-- Extracted text --
How we designed Foursquare Swarm 5.0

Revamping our lifelog app

Greg Dougherty
Foursquare
Published in
7 min readAug 10, 2017

--

Over the past eight months, the Swarm team has been hard at work researching, prototyping, and building towards Swarm 5.0. On Tuesday, we launched. (Go download Swarm 5.0 now.) It was a big undertaking that involved a lot of people. Foursquare co-founder Dennis Crowley has already shared why we made me these changes, which means I can explain what, precisely, we were up to all this time.

As a product designer working on Swarm, some of the pieces I specifically worked on for 5.0 included simplifying the information architecture, updating our internal style guide, redesigning the home screen and the profile. More on all that below.

Getting started

Our first priority was simplification. We knew that Swarm had a lot of the right pieces, but they may not have been organized in the most intuitive way. The plan was to make some changes, and then test them with real consumers in real time — and learn and build on this feedback.

One of the earliest, most immediate takeaways from user research was that we heard that Swarm’s visual language was younger than our core demo of urban explorers, age 25–45. So in addition to simplification, we knew we’d have to focus on how to make Swarm feel modern now.

-- Data shown --

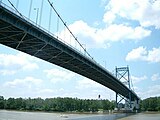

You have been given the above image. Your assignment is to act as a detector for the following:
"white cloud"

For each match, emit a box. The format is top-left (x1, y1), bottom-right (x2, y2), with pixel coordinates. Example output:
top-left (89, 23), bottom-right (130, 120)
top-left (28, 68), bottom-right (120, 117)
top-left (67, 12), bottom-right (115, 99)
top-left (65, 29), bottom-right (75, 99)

top-left (140, 85), bottom-right (160, 98)
top-left (131, 75), bottom-right (147, 84)
top-left (63, 20), bottom-right (151, 44)
top-left (4, 77), bottom-right (42, 90)
top-left (44, 68), bottom-right (75, 83)
top-left (103, 0), bottom-right (160, 29)
top-left (0, 70), bottom-right (16, 76)
top-left (0, 52), bottom-right (39, 75)
top-left (151, 73), bottom-right (160, 81)
top-left (126, 46), bottom-right (160, 62)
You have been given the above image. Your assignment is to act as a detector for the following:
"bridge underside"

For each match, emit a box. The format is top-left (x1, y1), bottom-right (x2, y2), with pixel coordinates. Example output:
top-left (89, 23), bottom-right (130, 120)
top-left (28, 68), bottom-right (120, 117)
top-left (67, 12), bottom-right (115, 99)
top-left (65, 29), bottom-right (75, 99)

top-left (0, 6), bottom-right (139, 100)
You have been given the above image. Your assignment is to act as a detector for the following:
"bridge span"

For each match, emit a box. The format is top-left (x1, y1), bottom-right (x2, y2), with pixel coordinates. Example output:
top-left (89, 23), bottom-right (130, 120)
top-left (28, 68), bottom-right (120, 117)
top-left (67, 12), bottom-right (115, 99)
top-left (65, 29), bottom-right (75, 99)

top-left (0, 4), bottom-right (139, 101)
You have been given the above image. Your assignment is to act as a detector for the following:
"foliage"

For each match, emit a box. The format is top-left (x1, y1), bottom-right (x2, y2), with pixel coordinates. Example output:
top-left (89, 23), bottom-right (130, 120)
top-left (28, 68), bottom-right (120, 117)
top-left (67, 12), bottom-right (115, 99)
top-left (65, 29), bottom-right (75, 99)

top-left (0, 96), bottom-right (115, 112)
top-left (140, 97), bottom-right (160, 111)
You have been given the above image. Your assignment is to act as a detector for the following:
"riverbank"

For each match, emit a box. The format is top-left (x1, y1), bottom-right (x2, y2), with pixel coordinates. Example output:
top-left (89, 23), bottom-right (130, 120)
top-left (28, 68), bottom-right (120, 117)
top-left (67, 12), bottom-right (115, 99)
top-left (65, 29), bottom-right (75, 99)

top-left (0, 110), bottom-right (135, 120)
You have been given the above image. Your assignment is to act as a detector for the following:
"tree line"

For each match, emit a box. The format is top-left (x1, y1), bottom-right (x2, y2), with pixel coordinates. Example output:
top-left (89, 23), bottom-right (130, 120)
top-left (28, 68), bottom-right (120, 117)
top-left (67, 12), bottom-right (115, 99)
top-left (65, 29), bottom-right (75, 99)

top-left (140, 97), bottom-right (160, 111)
top-left (0, 96), bottom-right (160, 112)
top-left (0, 96), bottom-right (115, 112)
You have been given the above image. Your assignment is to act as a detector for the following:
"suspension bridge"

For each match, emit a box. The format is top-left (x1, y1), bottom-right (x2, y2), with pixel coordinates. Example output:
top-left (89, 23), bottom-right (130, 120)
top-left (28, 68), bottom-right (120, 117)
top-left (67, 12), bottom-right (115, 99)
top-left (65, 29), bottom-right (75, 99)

top-left (0, 0), bottom-right (140, 109)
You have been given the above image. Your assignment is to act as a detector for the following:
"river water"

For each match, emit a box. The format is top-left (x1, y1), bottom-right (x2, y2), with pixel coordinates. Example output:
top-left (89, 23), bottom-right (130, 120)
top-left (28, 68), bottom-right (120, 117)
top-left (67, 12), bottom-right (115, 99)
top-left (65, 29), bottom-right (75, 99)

top-left (0, 110), bottom-right (160, 120)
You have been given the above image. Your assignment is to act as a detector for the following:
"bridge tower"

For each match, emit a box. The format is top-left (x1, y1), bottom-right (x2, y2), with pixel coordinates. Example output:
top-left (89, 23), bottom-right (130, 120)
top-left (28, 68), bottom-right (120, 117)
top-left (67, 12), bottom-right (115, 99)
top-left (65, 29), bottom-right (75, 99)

top-left (115, 66), bottom-right (132, 110)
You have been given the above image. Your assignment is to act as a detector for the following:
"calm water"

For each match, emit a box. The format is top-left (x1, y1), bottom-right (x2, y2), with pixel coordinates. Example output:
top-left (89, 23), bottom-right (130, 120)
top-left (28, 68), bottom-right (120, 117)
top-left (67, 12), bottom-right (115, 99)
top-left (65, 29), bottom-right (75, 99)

top-left (0, 110), bottom-right (160, 120)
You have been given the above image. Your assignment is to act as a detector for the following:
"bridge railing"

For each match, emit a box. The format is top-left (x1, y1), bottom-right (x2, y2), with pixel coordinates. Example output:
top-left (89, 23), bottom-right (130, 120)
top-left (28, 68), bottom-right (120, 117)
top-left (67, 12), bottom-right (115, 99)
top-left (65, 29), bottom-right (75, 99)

top-left (0, 1), bottom-right (98, 64)
top-left (0, 0), bottom-right (121, 80)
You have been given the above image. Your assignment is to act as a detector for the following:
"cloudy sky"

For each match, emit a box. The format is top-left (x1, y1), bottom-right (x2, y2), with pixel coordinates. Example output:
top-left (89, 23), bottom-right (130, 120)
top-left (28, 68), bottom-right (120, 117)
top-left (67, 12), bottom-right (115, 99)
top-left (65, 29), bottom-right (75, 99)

top-left (0, 0), bottom-right (160, 100)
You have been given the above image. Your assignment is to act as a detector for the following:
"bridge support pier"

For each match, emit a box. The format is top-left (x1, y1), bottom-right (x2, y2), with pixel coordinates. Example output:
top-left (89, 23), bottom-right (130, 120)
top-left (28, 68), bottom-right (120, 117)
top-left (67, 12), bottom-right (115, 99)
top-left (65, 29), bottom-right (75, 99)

top-left (115, 66), bottom-right (133, 110)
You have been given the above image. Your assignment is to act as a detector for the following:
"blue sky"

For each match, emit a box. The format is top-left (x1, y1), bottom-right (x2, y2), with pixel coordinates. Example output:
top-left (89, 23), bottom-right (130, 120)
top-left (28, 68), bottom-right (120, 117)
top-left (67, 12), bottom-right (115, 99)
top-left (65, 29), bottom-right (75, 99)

top-left (0, 0), bottom-right (160, 100)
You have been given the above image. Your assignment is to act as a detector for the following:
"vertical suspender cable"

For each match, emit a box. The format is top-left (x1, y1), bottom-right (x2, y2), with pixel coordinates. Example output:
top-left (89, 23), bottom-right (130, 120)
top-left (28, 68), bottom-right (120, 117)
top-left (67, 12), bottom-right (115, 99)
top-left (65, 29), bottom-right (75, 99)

top-left (57, 17), bottom-right (59, 39)
top-left (48, 0), bottom-right (93, 59)
top-left (28, 0), bottom-right (33, 19)
top-left (39, 0), bottom-right (44, 25)
top-left (48, 7), bottom-right (52, 32)
top-left (16, 0), bottom-right (19, 9)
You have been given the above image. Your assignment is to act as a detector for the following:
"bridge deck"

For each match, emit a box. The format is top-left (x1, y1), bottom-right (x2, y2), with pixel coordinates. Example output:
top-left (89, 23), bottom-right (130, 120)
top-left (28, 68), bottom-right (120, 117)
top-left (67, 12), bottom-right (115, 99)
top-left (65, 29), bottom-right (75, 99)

top-left (0, 5), bottom-right (139, 100)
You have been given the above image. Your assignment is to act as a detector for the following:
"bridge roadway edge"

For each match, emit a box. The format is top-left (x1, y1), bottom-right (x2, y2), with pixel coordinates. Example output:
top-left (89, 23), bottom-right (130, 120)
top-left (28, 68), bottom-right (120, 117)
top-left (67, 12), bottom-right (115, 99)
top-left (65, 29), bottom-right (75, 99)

top-left (0, 3), bottom-right (139, 99)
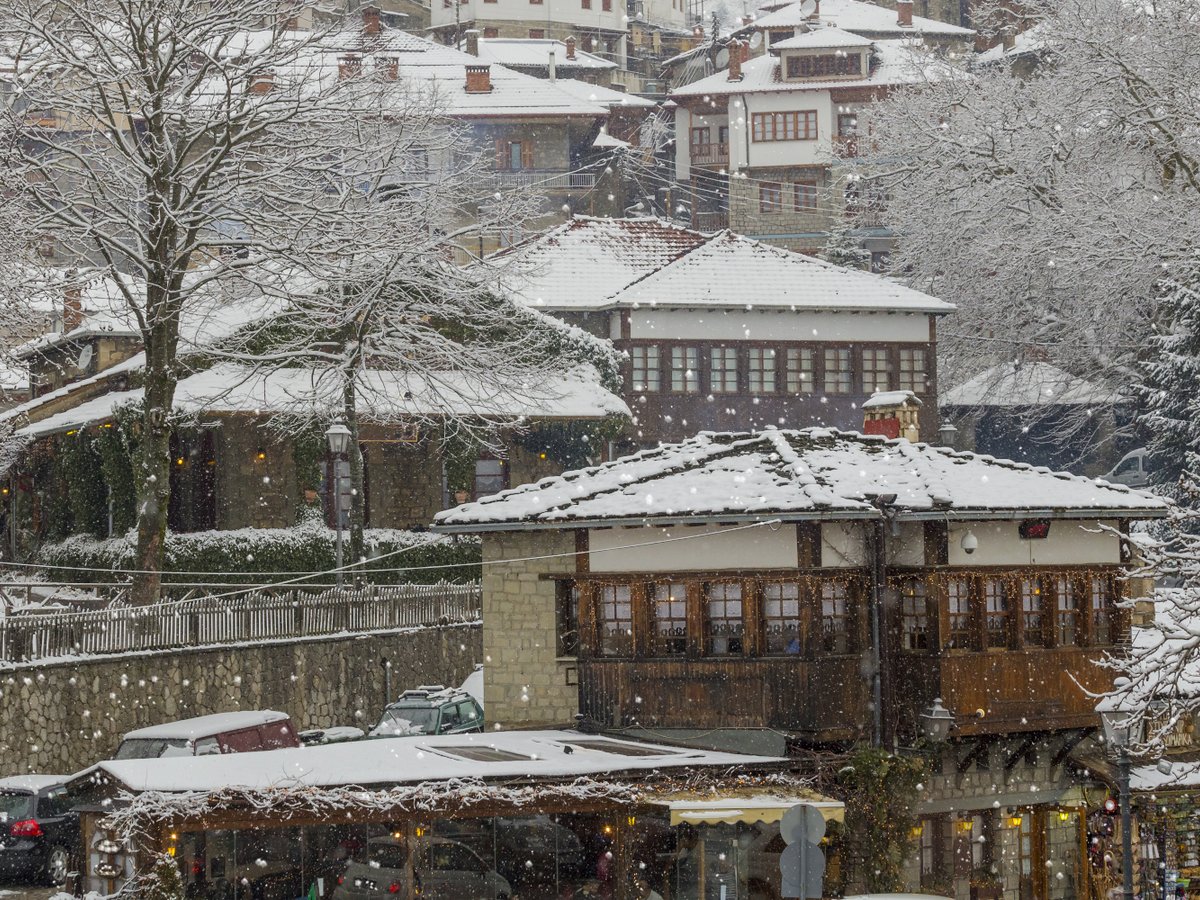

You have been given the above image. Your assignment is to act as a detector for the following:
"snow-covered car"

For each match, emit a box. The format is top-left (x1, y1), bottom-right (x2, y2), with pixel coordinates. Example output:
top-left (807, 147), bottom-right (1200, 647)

top-left (332, 836), bottom-right (512, 900)
top-left (113, 709), bottom-right (300, 760)
top-left (371, 684), bottom-right (484, 738)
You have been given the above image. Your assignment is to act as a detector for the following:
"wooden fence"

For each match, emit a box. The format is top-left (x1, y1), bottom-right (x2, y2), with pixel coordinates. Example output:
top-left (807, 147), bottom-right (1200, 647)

top-left (0, 582), bottom-right (481, 664)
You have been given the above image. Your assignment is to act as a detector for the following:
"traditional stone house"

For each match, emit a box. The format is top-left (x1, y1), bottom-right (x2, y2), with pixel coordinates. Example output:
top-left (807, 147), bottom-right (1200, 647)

top-left (436, 424), bottom-right (1165, 900)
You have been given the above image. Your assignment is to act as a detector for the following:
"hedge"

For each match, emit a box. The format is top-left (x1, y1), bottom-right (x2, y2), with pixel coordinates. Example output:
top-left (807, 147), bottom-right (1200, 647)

top-left (36, 517), bottom-right (482, 584)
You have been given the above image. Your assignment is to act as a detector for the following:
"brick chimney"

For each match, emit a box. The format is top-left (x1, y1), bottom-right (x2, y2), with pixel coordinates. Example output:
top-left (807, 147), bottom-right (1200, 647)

top-left (362, 5), bottom-right (383, 37)
top-left (728, 41), bottom-right (745, 82)
top-left (467, 66), bottom-right (492, 94)
top-left (863, 391), bottom-right (920, 443)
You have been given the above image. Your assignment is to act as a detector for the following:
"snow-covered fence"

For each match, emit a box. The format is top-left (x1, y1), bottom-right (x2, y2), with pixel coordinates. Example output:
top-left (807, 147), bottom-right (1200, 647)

top-left (0, 582), bottom-right (481, 662)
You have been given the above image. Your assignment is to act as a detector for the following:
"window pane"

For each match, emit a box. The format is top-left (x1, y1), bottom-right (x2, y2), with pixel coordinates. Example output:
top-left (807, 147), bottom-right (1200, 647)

top-left (704, 581), bottom-right (743, 656)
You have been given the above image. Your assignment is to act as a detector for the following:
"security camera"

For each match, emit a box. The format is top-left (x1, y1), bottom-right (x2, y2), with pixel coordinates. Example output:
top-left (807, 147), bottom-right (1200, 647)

top-left (959, 532), bottom-right (979, 556)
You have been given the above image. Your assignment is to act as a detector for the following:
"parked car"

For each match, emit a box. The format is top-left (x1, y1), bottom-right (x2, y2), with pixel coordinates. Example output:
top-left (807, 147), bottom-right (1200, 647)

top-left (113, 709), bottom-right (300, 760)
top-left (371, 684), bottom-right (484, 738)
top-left (1104, 448), bottom-right (1150, 487)
top-left (0, 775), bottom-right (79, 886)
top-left (332, 838), bottom-right (512, 900)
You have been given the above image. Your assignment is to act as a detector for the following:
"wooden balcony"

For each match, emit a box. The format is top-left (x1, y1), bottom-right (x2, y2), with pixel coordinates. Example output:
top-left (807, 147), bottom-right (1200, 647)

top-left (578, 655), bottom-right (870, 740)
top-left (688, 144), bottom-right (730, 168)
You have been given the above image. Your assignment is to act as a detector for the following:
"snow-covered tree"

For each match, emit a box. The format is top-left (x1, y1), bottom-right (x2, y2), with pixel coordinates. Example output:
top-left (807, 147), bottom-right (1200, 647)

top-left (870, 0), bottom-right (1200, 441)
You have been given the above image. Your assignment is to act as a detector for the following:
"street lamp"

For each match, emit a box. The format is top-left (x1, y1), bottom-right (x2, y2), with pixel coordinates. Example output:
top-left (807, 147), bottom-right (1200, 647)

top-left (325, 420), bottom-right (350, 587)
top-left (1097, 678), bottom-right (1141, 900)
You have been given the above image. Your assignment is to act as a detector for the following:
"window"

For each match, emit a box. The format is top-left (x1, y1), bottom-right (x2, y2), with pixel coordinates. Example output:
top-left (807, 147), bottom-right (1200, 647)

top-left (708, 347), bottom-right (738, 394)
top-left (671, 347), bottom-right (700, 394)
top-left (1054, 575), bottom-right (1079, 647)
top-left (653, 582), bottom-right (688, 656)
top-left (900, 348), bottom-right (929, 394)
top-left (900, 578), bottom-right (929, 650)
top-left (793, 181), bottom-right (817, 212)
top-left (786, 347), bottom-right (816, 394)
top-left (704, 581), bottom-right (744, 656)
top-left (748, 347), bottom-right (775, 394)
top-left (629, 347), bottom-right (662, 394)
top-left (762, 581), bottom-right (803, 655)
top-left (983, 578), bottom-right (1008, 647)
top-left (824, 349), bottom-right (851, 394)
top-left (821, 581), bottom-right (850, 653)
top-left (599, 584), bottom-right (634, 656)
top-left (1021, 578), bottom-right (1046, 647)
top-left (946, 578), bottom-right (974, 650)
top-left (758, 181), bottom-right (784, 212)
top-left (750, 109), bottom-right (817, 143)
top-left (863, 349), bottom-right (892, 394)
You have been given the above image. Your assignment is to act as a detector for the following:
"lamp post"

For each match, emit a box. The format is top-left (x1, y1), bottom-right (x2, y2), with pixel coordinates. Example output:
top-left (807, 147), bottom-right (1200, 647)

top-left (1099, 697), bottom-right (1139, 900)
top-left (325, 420), bottom-right (350, 587)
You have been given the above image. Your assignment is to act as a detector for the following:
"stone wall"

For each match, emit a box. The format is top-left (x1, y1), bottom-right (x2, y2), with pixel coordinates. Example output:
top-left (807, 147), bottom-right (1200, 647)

top-left (484, 532), bottom-right (580, 727)
top-left (0, 625), bottom-right (482, 775)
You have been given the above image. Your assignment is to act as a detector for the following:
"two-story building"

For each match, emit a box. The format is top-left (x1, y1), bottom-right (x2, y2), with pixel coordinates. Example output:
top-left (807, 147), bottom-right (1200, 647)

top-left (436, 422), bottom-right (1165, 900)
top-left (496, 217), bottom-right (954, 445)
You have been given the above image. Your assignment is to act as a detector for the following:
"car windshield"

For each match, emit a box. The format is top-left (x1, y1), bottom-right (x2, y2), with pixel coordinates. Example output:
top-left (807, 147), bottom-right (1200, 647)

top-left (0, 791), bottom-right (34, 822)
top-left (371, 707), bottom-right (438, 737)
top-left (114, 738), bottom-right (192, 760)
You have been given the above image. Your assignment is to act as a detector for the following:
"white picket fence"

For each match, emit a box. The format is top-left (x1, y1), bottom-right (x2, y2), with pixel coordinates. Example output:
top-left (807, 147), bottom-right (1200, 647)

top-left (0, 582), bottom-right (481, 664)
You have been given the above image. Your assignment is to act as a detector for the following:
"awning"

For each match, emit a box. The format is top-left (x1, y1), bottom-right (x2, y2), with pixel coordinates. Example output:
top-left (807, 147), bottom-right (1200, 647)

top-left (654, 793), bottom-right (846, 826)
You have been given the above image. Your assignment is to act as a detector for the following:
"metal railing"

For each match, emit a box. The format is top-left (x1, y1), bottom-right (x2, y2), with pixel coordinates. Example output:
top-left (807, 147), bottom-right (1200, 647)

top-left (0, 582), bottom-right (482, 664)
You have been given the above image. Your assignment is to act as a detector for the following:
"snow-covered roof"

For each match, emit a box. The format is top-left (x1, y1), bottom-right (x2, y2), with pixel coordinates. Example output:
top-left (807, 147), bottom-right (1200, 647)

top-left (434, 428), bottom-right (1166, 532)
top-left (465, 37), bottom-right (617, 71)
top-left (938, 361), bottom-right (1118, 408)
top-left (77, 731), bottom-right (786, 792)
top-left (671, 40), bottom-right (940, 98)
top-left (0, 775), bottom-right (68, 793)
top-left (7, 364), bottom-right (629, 438)
top-left (746, 0), bottom-right (974, 40)
top-left (770, 28), bottom-right (871, 50)
top-left (554, 78), bottom-right (658, 109)
top-left (125, 709), bottom-right (289, 740)
top-left (505, 217), bottom-right (954, 313)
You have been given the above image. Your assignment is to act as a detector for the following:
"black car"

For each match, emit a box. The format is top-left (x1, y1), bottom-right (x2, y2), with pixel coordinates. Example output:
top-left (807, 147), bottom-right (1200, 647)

top-left (0, 775), bottom-right (79, 884)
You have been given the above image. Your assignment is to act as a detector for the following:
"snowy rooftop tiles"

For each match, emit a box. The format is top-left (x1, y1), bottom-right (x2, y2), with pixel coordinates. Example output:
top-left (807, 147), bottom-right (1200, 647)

top-left (506, 217), bottom-right (954, 313)
top-left (436, 428), bottom-right (1166, 530)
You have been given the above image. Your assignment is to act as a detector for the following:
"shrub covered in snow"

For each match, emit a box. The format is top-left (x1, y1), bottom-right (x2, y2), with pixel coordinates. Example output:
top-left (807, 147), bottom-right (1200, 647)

top-left (37, 516), bottom-right (481, 584)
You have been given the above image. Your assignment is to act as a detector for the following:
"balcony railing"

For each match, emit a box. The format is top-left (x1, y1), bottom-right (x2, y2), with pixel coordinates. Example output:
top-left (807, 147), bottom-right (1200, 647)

top-left (496, 169), bottom-right (596, 191)
top-left (690, 143), bottom-right (730, 166)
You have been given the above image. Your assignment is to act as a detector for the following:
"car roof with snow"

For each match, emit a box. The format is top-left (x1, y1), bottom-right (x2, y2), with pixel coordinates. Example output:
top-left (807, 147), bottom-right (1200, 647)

top-left (124, 709), bottom-right (290, 740)
top-left (434, 428), bottom-right (1168, 532)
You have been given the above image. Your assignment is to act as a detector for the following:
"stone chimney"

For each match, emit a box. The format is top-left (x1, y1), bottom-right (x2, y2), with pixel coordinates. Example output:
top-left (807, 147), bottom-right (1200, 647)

top-left (728, 41), bottom-right (745, 82)
top-left (467, 66), bottom-right (492, 94)
top-left (863, 391), bottom-right (920, 443)
top-left (362, 5), bottom-right (383, 37)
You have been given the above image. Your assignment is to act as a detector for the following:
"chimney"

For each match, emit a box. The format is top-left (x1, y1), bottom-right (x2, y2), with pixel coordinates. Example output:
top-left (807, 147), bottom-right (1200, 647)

top-left (728, 41), bottom-right (744, 82)
top-left (337, 56), bottom-right (362, 82)
top-left (362, 6), bottom-right (383, 37)
top-left (863, 391), bottom-right (920, 443)
top-left (467, 66), bottom-right (492, 94)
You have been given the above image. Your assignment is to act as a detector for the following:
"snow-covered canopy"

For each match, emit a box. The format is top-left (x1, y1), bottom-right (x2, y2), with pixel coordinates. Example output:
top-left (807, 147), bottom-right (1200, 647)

top-left (436, 428), bottom-right (1166, 532)
top-left (940, 361), bottom-right (1118, 409)
top-left (77, 731), bottom-right (786, 792)
top-left (505, 216), bottom-right (954, 313)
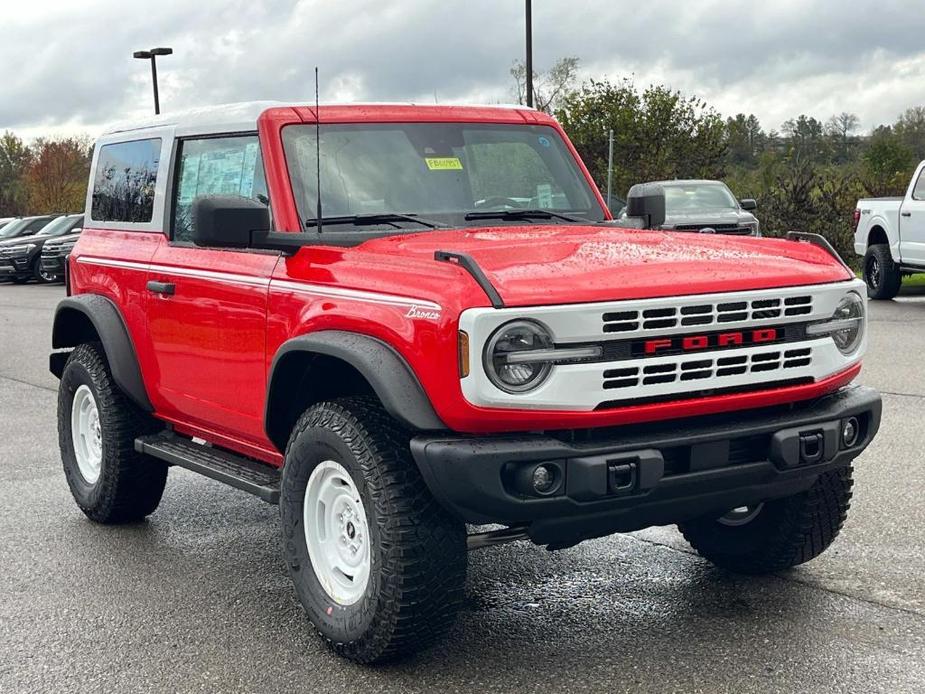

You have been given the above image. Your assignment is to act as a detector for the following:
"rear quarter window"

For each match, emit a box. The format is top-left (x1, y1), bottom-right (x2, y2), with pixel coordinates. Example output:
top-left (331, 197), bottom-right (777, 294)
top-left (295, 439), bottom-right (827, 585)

top-left (90, 138), bottom-right (161, 223)
top-left (912, 168), bottom-right (925, 200)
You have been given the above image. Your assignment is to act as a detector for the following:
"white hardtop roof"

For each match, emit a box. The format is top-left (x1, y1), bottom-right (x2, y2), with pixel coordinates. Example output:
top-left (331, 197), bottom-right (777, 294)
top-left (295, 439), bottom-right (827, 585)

top-left (103, 101), bottom-right (534, 135)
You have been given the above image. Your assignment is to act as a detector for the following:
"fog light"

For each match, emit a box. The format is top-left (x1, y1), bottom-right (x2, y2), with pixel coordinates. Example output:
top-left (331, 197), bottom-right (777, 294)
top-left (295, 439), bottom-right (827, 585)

top-left (841, 417), bottom-right (861, 448)
top-left (533, 465), bottom-right (558, 494)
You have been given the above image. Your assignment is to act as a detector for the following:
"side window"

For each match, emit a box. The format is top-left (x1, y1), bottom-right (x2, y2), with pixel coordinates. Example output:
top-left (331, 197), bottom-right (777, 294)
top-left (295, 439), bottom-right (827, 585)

top-left (173, 135), bottom-right (270, 242)
top-left (912, 168), bottom-right (925, 200)
top-left (90, 138), bottom-right (161, 222)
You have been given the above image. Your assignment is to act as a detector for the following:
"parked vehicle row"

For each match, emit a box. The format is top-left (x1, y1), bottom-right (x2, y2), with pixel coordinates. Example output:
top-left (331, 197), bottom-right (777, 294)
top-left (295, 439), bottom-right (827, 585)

top-left (854, 161), bottom-right (925, 299)
top-left (0, 212), bottom-right (84, 284)
top-left (616, 180), bottom-right (761, 236)
top-left (49, 103), bottom-right (881, 662)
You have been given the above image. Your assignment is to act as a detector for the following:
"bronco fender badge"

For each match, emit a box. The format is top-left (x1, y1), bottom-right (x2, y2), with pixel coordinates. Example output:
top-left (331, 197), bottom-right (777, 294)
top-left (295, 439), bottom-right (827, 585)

top-left (405, 306), bottom-right (440, 320)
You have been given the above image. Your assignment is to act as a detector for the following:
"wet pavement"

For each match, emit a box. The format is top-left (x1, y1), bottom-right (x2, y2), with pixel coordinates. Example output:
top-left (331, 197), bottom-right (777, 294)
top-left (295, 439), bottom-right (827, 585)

top-left (0, 285), bottom-right (925, 694)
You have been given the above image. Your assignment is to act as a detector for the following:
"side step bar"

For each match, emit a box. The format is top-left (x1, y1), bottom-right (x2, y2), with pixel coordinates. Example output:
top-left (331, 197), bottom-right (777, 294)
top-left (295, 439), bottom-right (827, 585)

top-left (135, 431), bottom-right (280, 504)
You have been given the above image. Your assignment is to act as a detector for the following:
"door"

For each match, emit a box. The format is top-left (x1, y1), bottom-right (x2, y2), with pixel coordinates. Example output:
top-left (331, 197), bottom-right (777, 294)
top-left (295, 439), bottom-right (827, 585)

-- Set of tasks --
[1] In the Swarm 5.0 article, what age range is given for Swarm's core demo of urban explorers?
[2] Please copy out the Swarm 5.0 article starting with "How we designed" and going on through "all that below.", renaming "Swarm" to "Hive" throughout.

-- Replies --
[1] 25–45

[2]
How we designed Foursquare Hive 5.0

Revamping our lifelog app

Greg Dougherty
Foursquare
Published in
7 min readAug 10, 2017

--

Over the past eight months, the Hive team has been hard at work researching, prototyping, and building towards Hive 5.0. On Tuesday, we launched. (Go download Hive 5.0 now.) It was a big undertaking that involved a lot of people. Foursquare co-founder Dennis Crowley has already shared why we made me these changes, which means I can explain what, precisely, we were up to all this time.

As a product designer working on Hive, some of the pieces I specifically worked on for 5.0 included simplifying the information architecture, updating our internal style guide, redesigning the home screen and the profile. More on all that below.